-- STATED PROBLEM --
Reproduce everything below from the line containing "Task: spot one point per instance of the person" down to the end of the material, keeping every character as it appears.

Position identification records
** START **
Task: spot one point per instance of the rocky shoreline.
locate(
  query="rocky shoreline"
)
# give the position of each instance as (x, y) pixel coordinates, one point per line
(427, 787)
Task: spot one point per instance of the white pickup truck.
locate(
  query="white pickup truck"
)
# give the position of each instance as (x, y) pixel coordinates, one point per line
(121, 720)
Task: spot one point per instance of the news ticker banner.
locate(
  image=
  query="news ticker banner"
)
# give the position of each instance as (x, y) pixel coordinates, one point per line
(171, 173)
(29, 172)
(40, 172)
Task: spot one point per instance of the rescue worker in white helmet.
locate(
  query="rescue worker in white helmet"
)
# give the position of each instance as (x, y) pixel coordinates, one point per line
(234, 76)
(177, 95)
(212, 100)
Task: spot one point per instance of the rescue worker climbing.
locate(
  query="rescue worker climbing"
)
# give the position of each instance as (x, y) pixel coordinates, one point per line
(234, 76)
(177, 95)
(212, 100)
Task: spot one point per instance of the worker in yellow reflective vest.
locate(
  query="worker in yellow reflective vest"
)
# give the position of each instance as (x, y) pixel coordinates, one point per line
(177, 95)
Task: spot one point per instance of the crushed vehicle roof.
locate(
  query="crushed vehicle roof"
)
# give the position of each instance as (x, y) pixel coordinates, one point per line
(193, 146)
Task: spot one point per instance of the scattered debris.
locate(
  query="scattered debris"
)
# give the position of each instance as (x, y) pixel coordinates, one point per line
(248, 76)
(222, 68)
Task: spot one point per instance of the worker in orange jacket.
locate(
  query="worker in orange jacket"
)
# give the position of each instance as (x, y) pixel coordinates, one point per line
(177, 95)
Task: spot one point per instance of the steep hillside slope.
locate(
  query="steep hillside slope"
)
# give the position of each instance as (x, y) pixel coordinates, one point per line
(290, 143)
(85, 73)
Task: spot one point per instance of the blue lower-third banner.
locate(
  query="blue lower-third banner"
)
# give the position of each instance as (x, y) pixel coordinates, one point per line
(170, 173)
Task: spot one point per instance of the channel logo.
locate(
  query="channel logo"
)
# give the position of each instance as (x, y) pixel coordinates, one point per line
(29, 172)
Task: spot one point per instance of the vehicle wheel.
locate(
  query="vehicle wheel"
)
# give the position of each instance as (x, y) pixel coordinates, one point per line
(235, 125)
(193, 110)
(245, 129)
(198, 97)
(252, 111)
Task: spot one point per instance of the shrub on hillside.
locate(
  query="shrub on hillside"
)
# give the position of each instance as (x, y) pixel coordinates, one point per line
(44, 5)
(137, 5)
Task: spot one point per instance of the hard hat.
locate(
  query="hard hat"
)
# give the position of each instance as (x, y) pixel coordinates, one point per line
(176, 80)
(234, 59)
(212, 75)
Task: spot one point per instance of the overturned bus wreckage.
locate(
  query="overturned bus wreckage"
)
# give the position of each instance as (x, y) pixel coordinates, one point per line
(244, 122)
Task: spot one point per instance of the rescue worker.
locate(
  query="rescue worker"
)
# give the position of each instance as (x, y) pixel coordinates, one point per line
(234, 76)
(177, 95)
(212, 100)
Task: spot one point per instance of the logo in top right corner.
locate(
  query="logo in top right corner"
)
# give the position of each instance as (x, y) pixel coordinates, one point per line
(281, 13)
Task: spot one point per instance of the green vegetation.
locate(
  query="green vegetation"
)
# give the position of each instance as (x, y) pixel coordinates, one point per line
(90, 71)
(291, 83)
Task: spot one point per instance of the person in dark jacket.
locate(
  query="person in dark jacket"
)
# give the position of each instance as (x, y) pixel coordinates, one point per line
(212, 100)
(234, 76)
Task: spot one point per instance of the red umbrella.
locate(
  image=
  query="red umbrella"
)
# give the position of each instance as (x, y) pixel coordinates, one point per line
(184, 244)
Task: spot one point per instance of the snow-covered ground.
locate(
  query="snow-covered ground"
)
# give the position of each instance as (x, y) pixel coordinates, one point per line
** END **
-- THE ANSWER --
Task: spot one point per instance of the person in dark jacket.
locate(
  query="person in dark jacket"
)
# give the position of each instance as (x, y) pixel coordinates, one point per line
(212, 100)
(234, 76)
Task: spot one point per instance of the red umbrella.
locate(
  image=
  query="red umbrella"
)
# give the position of each instance as (x, y) pixel coordinates, one point per line
(184, 244)
Task: spot one point per instance of the snow-covered ground.
locate(
  query="snow-covered ground"
)
# give the position of each instance as (x, y) pixel coordinates, one point per line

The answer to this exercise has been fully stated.